DATASET RECORDS:
>> begin
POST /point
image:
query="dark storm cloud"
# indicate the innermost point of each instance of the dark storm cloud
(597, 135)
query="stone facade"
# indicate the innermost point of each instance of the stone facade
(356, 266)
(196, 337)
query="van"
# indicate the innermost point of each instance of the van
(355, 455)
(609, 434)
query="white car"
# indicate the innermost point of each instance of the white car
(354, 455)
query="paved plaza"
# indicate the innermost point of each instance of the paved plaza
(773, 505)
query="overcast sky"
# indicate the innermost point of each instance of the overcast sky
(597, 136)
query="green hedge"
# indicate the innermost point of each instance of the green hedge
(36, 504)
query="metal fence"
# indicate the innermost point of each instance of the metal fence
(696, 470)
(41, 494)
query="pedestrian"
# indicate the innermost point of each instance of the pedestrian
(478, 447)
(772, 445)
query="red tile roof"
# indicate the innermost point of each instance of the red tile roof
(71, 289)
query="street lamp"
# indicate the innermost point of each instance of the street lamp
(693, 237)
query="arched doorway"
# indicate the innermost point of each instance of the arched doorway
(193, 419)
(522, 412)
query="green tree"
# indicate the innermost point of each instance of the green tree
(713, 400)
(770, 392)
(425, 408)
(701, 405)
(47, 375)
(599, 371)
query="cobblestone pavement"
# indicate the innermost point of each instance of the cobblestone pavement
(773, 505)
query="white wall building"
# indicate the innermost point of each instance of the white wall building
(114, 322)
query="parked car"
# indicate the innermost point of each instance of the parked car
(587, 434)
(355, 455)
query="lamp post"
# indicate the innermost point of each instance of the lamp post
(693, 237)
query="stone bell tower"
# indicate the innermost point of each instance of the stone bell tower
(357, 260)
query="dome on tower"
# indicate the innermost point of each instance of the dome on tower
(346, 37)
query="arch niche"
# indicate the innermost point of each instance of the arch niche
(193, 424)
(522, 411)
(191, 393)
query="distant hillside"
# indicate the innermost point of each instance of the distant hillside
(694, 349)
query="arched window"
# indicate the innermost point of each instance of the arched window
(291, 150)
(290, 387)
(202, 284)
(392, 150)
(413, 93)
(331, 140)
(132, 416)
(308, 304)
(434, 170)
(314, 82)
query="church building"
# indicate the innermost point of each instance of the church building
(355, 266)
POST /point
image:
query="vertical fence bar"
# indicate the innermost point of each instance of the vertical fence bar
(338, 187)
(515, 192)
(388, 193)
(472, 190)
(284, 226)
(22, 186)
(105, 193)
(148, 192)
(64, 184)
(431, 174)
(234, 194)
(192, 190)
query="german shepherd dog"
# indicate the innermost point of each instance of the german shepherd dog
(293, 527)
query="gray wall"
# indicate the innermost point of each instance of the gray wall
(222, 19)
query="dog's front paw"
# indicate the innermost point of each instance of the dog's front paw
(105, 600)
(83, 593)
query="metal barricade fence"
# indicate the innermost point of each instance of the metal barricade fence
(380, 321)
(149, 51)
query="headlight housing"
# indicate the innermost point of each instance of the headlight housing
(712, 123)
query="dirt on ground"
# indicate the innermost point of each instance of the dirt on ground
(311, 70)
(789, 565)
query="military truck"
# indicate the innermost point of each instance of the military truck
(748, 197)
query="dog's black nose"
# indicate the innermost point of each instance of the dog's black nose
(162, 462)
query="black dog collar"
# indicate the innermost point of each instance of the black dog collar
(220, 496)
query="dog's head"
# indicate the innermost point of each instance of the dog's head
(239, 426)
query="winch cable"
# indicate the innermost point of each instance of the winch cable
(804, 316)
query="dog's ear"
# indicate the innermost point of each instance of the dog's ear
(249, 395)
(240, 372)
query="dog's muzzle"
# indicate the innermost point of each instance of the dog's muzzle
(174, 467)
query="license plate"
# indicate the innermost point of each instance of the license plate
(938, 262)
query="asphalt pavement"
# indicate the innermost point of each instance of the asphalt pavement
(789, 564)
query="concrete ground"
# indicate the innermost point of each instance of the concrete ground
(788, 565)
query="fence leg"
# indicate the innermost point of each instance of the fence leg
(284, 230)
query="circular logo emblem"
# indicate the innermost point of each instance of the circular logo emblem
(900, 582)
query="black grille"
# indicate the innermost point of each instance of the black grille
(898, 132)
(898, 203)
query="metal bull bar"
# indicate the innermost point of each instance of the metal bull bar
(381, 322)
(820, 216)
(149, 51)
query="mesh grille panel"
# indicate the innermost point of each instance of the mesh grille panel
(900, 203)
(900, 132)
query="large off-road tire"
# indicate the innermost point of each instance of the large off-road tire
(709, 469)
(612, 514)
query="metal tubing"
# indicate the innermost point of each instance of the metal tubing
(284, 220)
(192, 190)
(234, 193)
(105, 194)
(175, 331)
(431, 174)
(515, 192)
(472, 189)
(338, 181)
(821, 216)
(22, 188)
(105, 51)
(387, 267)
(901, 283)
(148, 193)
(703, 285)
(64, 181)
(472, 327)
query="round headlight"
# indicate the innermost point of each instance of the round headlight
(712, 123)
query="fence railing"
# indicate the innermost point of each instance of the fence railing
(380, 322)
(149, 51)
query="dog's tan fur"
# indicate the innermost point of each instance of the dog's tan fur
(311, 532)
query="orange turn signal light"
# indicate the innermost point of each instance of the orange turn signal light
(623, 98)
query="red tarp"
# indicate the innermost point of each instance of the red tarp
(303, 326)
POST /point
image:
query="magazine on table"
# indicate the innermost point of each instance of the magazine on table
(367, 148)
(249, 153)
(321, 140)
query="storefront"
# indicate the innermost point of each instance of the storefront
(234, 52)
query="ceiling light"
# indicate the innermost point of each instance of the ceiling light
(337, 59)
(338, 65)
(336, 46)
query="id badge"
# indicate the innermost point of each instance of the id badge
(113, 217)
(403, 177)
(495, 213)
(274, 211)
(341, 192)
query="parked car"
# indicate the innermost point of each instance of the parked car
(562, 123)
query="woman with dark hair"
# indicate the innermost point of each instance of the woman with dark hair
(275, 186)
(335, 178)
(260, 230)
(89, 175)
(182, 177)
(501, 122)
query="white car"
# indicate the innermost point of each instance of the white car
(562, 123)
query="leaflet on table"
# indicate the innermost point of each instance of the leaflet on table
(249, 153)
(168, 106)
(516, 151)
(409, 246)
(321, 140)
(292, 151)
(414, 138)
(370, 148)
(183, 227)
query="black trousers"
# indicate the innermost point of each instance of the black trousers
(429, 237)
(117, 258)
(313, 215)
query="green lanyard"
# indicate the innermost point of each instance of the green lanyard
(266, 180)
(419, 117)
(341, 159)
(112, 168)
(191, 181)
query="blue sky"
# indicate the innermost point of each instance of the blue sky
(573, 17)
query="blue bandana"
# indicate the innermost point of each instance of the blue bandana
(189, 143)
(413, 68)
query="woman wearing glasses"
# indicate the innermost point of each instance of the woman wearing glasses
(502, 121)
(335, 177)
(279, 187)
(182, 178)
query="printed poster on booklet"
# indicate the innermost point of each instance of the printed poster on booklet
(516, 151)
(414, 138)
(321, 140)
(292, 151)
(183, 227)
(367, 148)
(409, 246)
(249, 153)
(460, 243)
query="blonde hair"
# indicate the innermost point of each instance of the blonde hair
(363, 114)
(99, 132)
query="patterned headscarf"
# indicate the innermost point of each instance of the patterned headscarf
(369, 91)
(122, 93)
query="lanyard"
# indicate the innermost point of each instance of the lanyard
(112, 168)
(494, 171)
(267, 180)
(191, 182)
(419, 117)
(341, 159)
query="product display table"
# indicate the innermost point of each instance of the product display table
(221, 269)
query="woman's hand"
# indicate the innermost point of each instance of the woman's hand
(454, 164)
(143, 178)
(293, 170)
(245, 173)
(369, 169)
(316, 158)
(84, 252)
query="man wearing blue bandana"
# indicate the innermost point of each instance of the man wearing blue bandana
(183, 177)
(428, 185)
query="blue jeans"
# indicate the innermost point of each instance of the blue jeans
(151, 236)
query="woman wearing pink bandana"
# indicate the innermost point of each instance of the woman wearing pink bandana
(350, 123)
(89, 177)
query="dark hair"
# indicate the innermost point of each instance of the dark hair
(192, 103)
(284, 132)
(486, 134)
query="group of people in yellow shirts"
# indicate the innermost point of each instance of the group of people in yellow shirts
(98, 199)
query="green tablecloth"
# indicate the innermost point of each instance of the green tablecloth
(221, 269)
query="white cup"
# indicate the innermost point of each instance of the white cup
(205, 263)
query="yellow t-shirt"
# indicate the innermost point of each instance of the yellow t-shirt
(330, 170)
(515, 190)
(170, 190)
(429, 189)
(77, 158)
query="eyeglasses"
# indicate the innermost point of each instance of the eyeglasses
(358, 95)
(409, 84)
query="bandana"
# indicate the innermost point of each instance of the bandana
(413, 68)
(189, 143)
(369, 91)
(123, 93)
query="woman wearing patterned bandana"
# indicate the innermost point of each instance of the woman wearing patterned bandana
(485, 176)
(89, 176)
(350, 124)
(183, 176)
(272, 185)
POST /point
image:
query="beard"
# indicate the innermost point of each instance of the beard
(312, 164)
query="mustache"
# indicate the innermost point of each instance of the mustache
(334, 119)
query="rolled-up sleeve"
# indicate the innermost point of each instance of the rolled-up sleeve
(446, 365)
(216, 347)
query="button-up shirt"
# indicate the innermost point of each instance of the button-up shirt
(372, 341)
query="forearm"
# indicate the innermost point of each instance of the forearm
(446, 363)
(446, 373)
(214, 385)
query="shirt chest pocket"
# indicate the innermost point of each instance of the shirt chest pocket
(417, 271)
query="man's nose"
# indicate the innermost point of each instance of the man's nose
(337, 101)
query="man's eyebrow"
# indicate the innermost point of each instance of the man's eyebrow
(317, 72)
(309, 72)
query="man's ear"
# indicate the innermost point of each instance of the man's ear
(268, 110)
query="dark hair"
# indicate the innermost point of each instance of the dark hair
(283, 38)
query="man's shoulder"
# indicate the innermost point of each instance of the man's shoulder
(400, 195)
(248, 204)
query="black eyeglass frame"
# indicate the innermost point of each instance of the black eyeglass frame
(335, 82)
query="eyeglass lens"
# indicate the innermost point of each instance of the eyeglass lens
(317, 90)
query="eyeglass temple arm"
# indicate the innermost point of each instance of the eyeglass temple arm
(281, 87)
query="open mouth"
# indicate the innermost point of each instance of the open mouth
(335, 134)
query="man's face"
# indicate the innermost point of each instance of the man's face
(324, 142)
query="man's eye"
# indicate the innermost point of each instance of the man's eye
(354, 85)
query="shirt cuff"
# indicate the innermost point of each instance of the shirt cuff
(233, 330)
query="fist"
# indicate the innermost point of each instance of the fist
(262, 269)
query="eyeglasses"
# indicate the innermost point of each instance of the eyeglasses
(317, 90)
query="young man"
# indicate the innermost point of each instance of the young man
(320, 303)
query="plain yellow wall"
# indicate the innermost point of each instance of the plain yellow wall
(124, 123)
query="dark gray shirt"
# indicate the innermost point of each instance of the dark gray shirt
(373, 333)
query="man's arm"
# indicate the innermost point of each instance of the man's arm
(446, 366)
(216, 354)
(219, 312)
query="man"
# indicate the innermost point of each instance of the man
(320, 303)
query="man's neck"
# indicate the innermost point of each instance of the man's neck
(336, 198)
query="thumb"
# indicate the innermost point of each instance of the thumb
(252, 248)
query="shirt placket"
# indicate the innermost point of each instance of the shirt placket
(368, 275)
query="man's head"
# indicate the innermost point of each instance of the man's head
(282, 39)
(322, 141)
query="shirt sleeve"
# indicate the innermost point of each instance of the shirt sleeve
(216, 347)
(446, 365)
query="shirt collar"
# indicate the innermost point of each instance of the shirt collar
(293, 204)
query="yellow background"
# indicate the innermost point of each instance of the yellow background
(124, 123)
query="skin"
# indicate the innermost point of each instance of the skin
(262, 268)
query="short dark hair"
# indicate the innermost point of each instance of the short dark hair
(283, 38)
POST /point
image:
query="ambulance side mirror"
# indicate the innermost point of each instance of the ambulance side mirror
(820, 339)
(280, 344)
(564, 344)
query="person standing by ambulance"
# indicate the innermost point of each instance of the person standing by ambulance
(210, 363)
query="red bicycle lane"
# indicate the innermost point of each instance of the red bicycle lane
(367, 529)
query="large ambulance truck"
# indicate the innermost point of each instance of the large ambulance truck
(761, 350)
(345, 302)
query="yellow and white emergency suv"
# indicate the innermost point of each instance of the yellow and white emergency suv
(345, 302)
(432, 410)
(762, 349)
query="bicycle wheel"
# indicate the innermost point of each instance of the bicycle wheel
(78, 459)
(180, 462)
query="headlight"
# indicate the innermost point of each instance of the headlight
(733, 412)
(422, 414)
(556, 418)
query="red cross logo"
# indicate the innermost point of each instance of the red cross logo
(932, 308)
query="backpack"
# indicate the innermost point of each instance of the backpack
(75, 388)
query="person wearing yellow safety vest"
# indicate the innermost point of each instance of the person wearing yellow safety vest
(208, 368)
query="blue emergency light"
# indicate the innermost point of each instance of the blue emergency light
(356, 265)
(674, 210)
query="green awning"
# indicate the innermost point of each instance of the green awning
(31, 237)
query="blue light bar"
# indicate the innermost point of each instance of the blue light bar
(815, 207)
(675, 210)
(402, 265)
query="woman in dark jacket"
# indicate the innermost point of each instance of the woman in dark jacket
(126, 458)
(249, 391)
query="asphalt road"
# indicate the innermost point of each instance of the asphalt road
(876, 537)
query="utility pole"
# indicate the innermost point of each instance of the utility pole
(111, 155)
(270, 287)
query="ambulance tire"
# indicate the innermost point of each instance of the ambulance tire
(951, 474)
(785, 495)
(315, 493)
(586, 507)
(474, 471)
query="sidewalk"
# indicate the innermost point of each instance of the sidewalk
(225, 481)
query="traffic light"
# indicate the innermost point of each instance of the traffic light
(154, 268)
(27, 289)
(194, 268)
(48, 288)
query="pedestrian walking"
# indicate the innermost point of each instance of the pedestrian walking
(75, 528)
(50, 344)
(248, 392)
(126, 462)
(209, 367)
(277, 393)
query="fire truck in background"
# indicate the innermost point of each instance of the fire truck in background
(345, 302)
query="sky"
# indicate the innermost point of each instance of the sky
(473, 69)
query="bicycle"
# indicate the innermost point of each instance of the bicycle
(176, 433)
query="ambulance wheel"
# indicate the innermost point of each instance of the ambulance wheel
>> end
PROMPT: Collect every line from the entries above that contains the word "lanyard", copying each line in full.

TASK RESULT:
query="green lanyard"
# indicate the innermost point of each instance of the green lanyard
query="lanyard"
# indicate the innermost point of each instance of the lanyard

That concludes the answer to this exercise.